**EXCERPTED PASSAGE:**
The question, of course, is not whether more meaningful statistics could exist (they surely could), but what they might be. An analogy that I’ve used before is that whereas the linear and event-driven nature of sports like baseball lends itself well to Sabermetric measures grounded in simple arithmetic; the much more fluid, dynamic and, yes, uncertain, nature of football requires measures grounded in a type of quantum theory.
And given that I never took Math 21 (or whatever it is called now), that’s as far as I’ve ever gotten.
Great post. I wonder how much progress has been made in the statistical analysis of football by companies who retain a proprietary stake in such information, and who sell it on to managers. Meanwhile, the rest of us are left with corner counts, journos’ arbitrary marks out of ten and Actim’s magic numbers.
If this is so, I think that even if someone does come up with some decent ways to measure the game and allows them to come into the public domain, they might be given short shrift by a soccer public who have been brought up on the idea that stats are practically useless in football — an idea reinforced by the inadequacy of the hitherto available stats.

**DATA SECTION:**
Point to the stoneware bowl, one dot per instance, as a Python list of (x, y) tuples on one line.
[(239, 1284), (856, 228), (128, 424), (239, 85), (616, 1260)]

**CHALLENGE 1:**
According to the football statistics thread, what three things are the rest of us left with while companies keep their analysis proprietary?
**CHALLENGE 2:**
Continue the football statistics thread, starting after its last sentence.

**EXERCISE RESPONSE 1:**
Corner counts, journos’ arbitrary marks out of ten, and Actim’s magic numbers.

**EXERCISE RESPONSE 2:**
Going a bit off track here, but game statistics are certainly interesting to consider in a cross-sport sort of way. At one extreme, you have baseball, a game so readily quantifiable that generations of analysts are comfortable with the notion of assigning an “error” when the expected doesn’t happen and which can almost literally be mathematically recreated from its list of statistics, as though it were the sort of plain-text computer code that creates a 3D image of Woody the Cowboy when run through the computer.
At the other, you have soccer, which has defied any attempt to make a decent set of objective statistics from which different people would draw similar conclusions. I love the fact that one of the most “cherished” of soccer statistics is a gymnastics-like numerical representation of subjective judging.
In between, you have a game like basketball, with its soccer-like fluidity combined with a fundamental task — scoring — that is so relatively easy and common that it is fairly easily discussed statistically, though not with the certainty of baseball’s proclamations of numerical certainty. You also have American football, which thrives on a steady diet of statistics that rival baseball for quantity, but so many of which are fundamentally flawed in that they fail to consider the complex interplay of the units (i.e. players) of ritualized land-war that is American football.
I realize I’ve gone absolutely nowhere with this comment, but oh well; I’ve enjoyed thinking about the subject.
So many interesting questions around the subject of statistics in soccer. I’ve been meaning for a long time to do a Stats Week here to explore the topic and finally conduct the interview I’ve been planning with my brilliant brother-in-law who writes for Baseball Prospectus (basically the Bible of Sabermetric analysis in baseball) on the question of applying statistical models to fluid sports. They seem to have had a lot of success with their Basketball Prospectus spinoff, and I’ve been curious whether the approach would have any application in football.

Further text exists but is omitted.